(Natural language region descriptions)

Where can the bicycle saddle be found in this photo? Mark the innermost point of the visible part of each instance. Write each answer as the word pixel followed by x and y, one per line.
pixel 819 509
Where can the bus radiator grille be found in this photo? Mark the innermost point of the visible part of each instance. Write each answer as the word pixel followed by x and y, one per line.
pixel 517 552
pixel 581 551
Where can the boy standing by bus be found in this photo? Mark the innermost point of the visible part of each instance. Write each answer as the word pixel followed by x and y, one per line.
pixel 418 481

• _TASK_
Please copy out every entry exactly, with nothing omitted.

• _ANSWER TO THE EXERCISE_
Where can the bicycle saddle be found in this photo? Mark the innermost point of the visible part of each instance. Write each answer as the word pixel followed by x and y, one per line.
pixel 819 509
Where can the bus radiator grille be found in this photo? Mark the innermost point of the visible part of each instance. Write each answer as the word pixel followed by x and y, one per line.
pixel 517 552
pixel 581 551
Where can the boy standing by bus be found in this photo? Mark the innermost point of the visible part of each instance. Write each answer as the word pixel followed by x and y, one per line.
pixel 418 481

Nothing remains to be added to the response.